Group of medical providers urges lawmakers to oppose a bill on immigration changes
Eighty health care workers write a letter to Legislature leaders in opposition of a measure that will mandate that hospitals ask patients whether they are in the country illegally.
A group of medical providers in Florida wants lawmakers to oppose a bill that will mandate some hospitals to ask patients whether they are in the country legally.
Republican state Sen. Blaise Ingoglia of Springhill, the bill's sponsor, said: "We can’t touch illegal immigration enforcement, but what we can do is join with other states to take away the inducements and the incentives.”
The measure (SB 1718), which is awaiting a floor vote, would require hospitals that accept Medicaid to change their admission or registration forms. It would mean more than 320 Florida hospitals would need to include a question asking patients whether they're United States citizens, and whether they are lawfully in the country.
According to the bill, the form should inform patients that their answer does not affect patient care or result in a report to immigration authorities.
Ingoglia said he wants the state to determine how much it costs to provide care for people living in the country illegally. Supporters of his measure say people who don't have permanent legal status drain resources of hospitals that receive Medicaid.

• • • •

- Tasks for this exercise -
**a)** Answer each question from the article on the Florida hospital bill.
(i) How many health care workers wrote the letter to Legislature leaders?
(ii) Which city is Sen. Blaise Ingoglia from?
(iii) How many Florida hospitals would need to add the question about legal status to their forms?
**b)** Pick up the article on the Florida hospital bill after its final sentence and continue it.
None of the entries have any bearing on what is asked here.

- Listed records -
• • • •

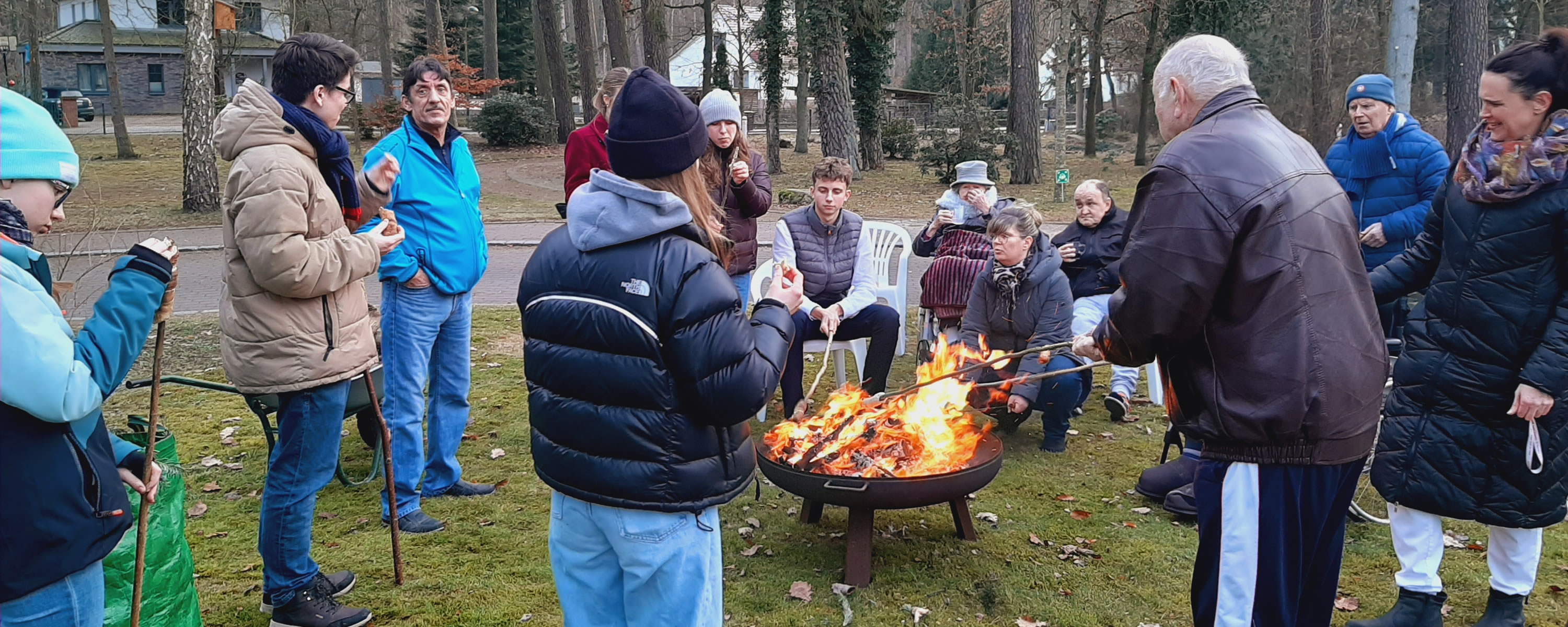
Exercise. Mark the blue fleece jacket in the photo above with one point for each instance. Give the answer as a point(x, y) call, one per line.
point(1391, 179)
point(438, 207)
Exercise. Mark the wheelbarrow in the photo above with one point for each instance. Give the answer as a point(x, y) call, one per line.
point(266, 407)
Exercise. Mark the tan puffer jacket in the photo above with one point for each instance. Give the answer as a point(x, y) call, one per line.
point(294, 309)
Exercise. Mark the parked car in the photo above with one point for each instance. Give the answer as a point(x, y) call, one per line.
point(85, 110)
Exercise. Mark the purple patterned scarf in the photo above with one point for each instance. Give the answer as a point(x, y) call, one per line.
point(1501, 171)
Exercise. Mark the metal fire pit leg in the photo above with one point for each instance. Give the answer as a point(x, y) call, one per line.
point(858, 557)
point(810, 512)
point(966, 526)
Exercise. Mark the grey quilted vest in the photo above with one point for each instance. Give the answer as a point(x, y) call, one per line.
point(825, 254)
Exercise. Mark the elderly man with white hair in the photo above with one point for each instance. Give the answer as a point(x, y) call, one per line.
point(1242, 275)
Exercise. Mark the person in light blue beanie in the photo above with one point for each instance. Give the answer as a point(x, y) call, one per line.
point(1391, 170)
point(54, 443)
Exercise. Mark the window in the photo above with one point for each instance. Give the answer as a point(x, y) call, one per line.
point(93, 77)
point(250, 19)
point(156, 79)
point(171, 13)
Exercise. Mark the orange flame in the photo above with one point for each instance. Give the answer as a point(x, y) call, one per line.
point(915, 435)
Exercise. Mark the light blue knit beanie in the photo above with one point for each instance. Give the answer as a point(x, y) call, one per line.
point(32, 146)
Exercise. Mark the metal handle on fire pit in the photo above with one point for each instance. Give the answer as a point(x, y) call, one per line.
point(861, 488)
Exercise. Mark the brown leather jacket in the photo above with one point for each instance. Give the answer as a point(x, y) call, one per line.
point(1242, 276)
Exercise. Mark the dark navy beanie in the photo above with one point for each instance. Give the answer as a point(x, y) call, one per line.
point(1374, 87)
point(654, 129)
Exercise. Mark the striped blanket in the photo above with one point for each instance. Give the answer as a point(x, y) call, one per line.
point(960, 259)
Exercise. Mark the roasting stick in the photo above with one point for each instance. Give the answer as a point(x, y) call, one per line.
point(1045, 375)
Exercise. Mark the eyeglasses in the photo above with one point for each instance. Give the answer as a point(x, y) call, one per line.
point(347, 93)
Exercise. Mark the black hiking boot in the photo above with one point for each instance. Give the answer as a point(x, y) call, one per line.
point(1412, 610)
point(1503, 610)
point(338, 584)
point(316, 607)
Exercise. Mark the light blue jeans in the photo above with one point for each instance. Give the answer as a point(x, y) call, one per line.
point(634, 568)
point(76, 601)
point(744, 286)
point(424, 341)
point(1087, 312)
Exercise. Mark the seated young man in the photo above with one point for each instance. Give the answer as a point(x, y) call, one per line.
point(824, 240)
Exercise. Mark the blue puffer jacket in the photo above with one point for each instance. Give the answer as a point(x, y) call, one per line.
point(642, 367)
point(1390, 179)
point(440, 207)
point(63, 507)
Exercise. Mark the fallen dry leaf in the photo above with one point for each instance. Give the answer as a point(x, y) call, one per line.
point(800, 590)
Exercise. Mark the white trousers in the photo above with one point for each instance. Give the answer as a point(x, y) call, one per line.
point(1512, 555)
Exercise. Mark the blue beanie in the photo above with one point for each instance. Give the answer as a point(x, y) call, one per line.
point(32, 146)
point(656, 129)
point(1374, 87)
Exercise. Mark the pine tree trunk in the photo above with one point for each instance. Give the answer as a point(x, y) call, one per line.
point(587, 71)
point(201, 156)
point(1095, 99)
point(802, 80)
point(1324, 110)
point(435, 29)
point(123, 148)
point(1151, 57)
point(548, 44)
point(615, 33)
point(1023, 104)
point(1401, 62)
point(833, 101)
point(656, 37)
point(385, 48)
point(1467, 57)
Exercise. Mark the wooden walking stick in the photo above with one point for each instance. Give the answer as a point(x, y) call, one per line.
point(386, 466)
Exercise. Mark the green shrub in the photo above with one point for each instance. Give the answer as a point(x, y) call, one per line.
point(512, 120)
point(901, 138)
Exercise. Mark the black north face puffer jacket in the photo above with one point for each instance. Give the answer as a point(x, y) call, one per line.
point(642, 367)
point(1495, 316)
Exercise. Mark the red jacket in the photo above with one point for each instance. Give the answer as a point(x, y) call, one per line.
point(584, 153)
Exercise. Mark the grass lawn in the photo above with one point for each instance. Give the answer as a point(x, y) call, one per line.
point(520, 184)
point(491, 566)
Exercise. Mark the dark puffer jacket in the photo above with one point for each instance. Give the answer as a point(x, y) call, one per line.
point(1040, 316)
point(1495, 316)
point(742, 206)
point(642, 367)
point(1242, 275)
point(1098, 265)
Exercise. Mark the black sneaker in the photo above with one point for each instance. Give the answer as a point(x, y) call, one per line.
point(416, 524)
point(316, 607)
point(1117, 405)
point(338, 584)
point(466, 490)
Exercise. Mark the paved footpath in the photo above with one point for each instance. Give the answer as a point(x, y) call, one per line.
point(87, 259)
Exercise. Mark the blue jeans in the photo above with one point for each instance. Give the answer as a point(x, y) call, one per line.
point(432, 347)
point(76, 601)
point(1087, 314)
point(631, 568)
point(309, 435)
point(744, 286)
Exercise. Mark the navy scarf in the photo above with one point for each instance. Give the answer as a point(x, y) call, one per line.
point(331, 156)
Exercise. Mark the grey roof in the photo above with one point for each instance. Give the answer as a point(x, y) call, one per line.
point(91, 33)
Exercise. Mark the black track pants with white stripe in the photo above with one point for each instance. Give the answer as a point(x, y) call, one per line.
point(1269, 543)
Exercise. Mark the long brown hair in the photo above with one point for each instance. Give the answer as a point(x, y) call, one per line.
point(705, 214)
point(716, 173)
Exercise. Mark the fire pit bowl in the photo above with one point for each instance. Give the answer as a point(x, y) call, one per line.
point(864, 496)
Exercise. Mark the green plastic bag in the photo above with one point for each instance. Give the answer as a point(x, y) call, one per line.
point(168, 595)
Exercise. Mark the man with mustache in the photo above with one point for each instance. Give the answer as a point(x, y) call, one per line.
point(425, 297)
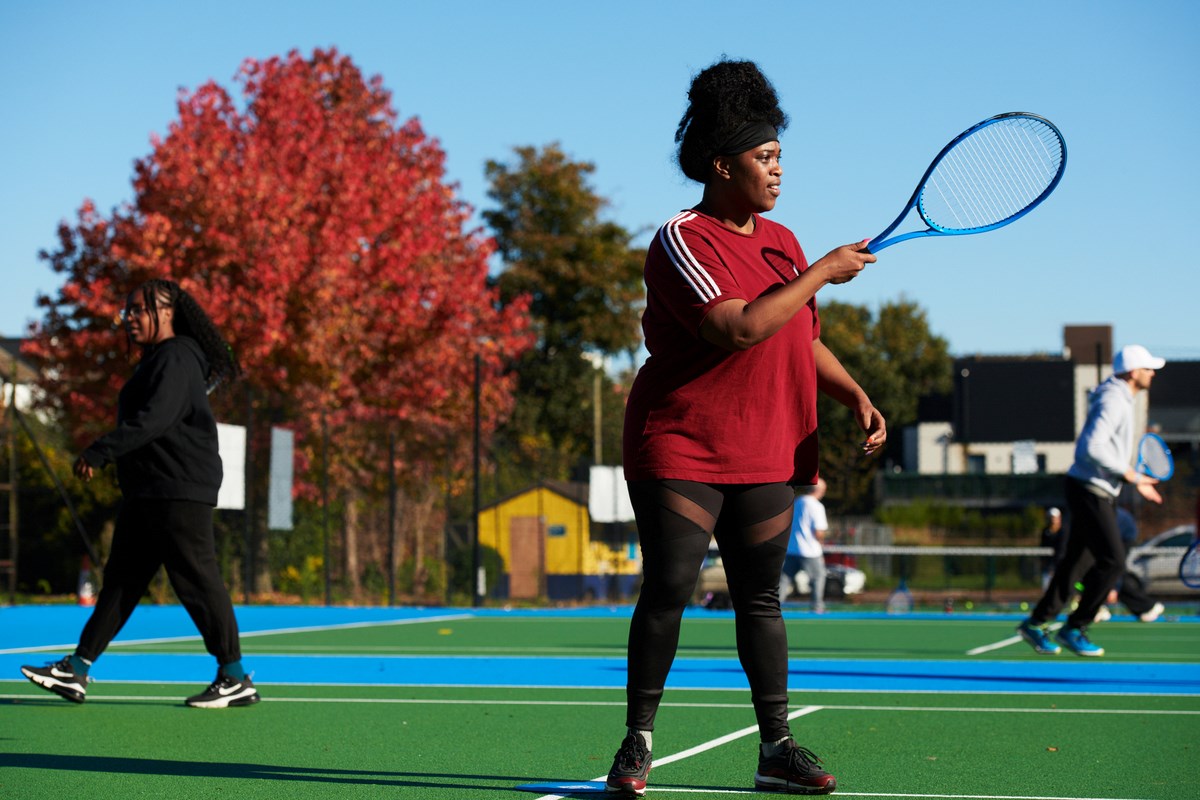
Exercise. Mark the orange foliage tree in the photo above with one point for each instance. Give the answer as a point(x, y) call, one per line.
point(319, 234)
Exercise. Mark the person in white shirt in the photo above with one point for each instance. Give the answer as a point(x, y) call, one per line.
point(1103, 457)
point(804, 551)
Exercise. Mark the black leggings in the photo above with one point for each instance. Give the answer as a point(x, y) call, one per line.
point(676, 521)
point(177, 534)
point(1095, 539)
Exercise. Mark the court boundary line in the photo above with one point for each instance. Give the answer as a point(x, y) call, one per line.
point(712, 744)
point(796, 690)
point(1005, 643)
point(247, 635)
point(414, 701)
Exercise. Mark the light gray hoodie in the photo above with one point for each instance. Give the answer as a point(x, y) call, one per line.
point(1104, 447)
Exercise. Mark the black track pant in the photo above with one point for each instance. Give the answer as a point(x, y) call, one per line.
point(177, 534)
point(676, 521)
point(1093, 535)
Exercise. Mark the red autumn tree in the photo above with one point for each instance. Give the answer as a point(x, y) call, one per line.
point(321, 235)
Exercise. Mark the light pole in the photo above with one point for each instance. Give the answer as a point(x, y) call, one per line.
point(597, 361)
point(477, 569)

• • • •

- Responses to the exercise -
**a)**
(i) Eighty.
(ii) Springhill.
(iii) More than 320.

**b)**
But at a press conference this week organized by an equity-in-health care nonprofit, doctors and nurses opposed the bill. They said the measure will discourage people lacking permanent legal status from getting the care they need and urged the state to accept federal money to expand Medicaid eligibility under the Affordable Care Act, to help with medical costs instead.
“As a doctor, I've taken an oath to provide care for all patients, regardless of their background or their status," Dr. Olveen Carrasquillo, a professor at the University of Miami Miller School of Medicine, said at the event hosted by the nonpartisan Florida Policy Institute.
He said he worries about patients who do physical labor, such as agriculture workers or cleaners.
"I'm deeply concerned this bill is going to scare many undocumented patients from seeking care," he said.
"I truly believe every patient deserves access to the highest quality health care," Carrasquillo continued. "Health care is a basic human right, and making it harder for people to access care really goes ethically against what we as doctors support. It is not what the medical profession wants, so I urge our lawmakers to reject this harmful legislation."
Kevin Cho Tipton, a critical care nurse based in Miami, said a lot of patients in a hospital are facing the hardest moments of their lives. Having to ask them whether they're in the U.S. lawfully will add another challenge for providers and patients — and will discourage them from coming to a public hospital until their condition is much worse.
"The critically ill will be even more sick," Tipton said. "This will cost lives and it will cost all of us more in health care because like changing a spark plug in your car is cheaper than changing the whole engine, preventative care early when you're sick saves lives and saves money."
Carrasquillo, Tipton and 78 other medical providers signed a letter to the president of the Florida Senate and the speaker of the Florida House urging them to oppose the measures.
The bill and its companion measure in the House are awaiting floor votes which may happen as soon as this week.